▶ [Requirement]
Print every one of the rows below word for word, changing no character.

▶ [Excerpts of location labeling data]
* BEGIN *

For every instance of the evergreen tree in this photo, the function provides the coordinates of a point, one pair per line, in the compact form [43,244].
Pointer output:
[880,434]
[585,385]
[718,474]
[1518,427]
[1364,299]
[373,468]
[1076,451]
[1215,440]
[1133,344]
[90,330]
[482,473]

* END *

▶ [Reply]
For every instance of the evergreen tree in this photo, the function provides the coordinates of a point, one pair per line, in the compact form [43,244].
Pointer output:
[880,434]
[585,385]
[718,474]
[1518,427]
[1364,299]
[373,468]
[1076,451]
[1215,440]
[1133,344]
[90,330]
[482,473]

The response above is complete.